> TEXT EXCERPT:
I strongly agree with @VictorBravo that "team" language should be avoided. It frequently happens in the church that when "teams" are constructed a hierarchy ends up naturally taking shape, with the "praise team" almost always at the pinnacle, as if the other "teams" are lesser in importance and skill. Why not just call them "musicians" and "choir"? This gives you the division you're looking for. Even though technically singers _are_ musicians, popularly when people hear the word "musician" they think of one who plays an instrument. So, I think it works.

And, although I know you said this is not the place for debate about this issue, I would encourage you to use your position as a member of that committee to speak to your leadership about the theological and practical problems associated with having a "praise team."

Reactions: Like 1


----------



## NaphtaliPress (Dec 14, 2021)

Adam McKinney said:


> I knew you guys would show up! I'm somewhat sympathetic to your view. I also don't have the authority to change things like this so it is somewhat a moot point here. (though I may offer my opinions - humbly, Lord willing - to our leadership)
> 
> Edit: I'm confident our church will not do away with the "praise team" in the near future.


Well, Calvin in commenting on not being able to get rid of holy days when preferred, says we often have to put up and manage things we'd rather not. I for instance have to abide by the fact our church in the morning has a piano (and if it disappeared, they'd come for me since folks know I have a key).

Reactions: Like 3 | Love 1 | Funny 1


----------



## Scottish Presbyterian (Dec 14, 2021)

Adam McKinney said:


> I'm not sure but I think this is a good point and something to think further about.
> 
> When it comes to the RPW and elements, forms, and circumstances, R. Scott Clark (who's article/opinion has been shared NaphtaliPress on other threads) seems to suggest that the praise team/instrumentation isn't merely a circumstance (or at least that people don't simply treat it as such).


I'm not sure I know of one either. If, once you think about it, you conclude that there is no name in scripture for this function, then it would be worth considering how the function fits into the RPW.

Edit: probably the closest thing we find in scripture would be the Levites. If you were to rename yourselves as Levites though, it might bring up questions about returning to the ceremonial worship of the OT. On the other hand, perhaps those are worthwhile questions to think about.

Reactions: Like 1 | Edifying 1 | Funny 1


----------



## Adam McKinney (Dec 14, 2021)

Taylor said:


> ...I strongly agree with @VictorBravo that "team" language should be avoided. It frequently happens in the church that when "teams" are constructed a hierarchy ends up naturally taking shape....
> 
> And, although I know you said this is not the place for debate about this issue, I would encourage you to use your position as a member of that committee to speak to your leadership about the theological and practical problems associated with having a "praise team."



Good point, you both, about "team" language. I hadn't thought about that.

> WHAT IS REQUIRED: Rewrite everything in the forum thread from "## Scottish Presbyterian" down to "it as such).", replacing "good point" with "fair point".

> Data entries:
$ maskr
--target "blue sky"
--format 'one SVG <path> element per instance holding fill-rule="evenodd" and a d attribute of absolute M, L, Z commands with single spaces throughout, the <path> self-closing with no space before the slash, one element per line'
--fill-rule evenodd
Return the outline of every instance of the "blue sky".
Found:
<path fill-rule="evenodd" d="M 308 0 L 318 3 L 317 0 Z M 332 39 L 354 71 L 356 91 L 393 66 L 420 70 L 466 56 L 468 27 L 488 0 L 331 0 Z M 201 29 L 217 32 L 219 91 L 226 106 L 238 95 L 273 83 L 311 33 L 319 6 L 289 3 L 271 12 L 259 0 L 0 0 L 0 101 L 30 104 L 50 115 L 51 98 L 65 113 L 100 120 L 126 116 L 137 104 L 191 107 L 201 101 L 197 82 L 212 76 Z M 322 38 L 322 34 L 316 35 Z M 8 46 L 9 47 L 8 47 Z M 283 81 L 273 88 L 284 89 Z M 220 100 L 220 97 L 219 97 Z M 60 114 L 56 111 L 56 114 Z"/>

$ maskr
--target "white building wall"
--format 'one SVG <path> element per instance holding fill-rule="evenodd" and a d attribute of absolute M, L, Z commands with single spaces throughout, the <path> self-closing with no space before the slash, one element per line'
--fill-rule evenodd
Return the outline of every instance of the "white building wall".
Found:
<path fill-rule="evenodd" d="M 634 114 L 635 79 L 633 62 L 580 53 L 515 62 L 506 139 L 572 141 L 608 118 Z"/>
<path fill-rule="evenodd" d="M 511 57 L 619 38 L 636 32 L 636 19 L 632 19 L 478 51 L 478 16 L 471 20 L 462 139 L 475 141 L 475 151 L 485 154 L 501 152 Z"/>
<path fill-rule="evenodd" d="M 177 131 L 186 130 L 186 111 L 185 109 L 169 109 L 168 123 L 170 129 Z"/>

> RESULT OF THE EXERCISE:
## Scottish Presbyterian (Dec 14, 2021)

Adam McKinney said:


> I'm not sure but I think this is a fair point and something to think further about.
> 
> When it comes to the RPW and elements, forms, and circumstances, R. Scott Clark (who's article/opinion has been shared NaphtaliPress on other threads) seems to suggest that the praise team/instrumentation isn't merely a circumstance (or at least that people don't simply treat it as such).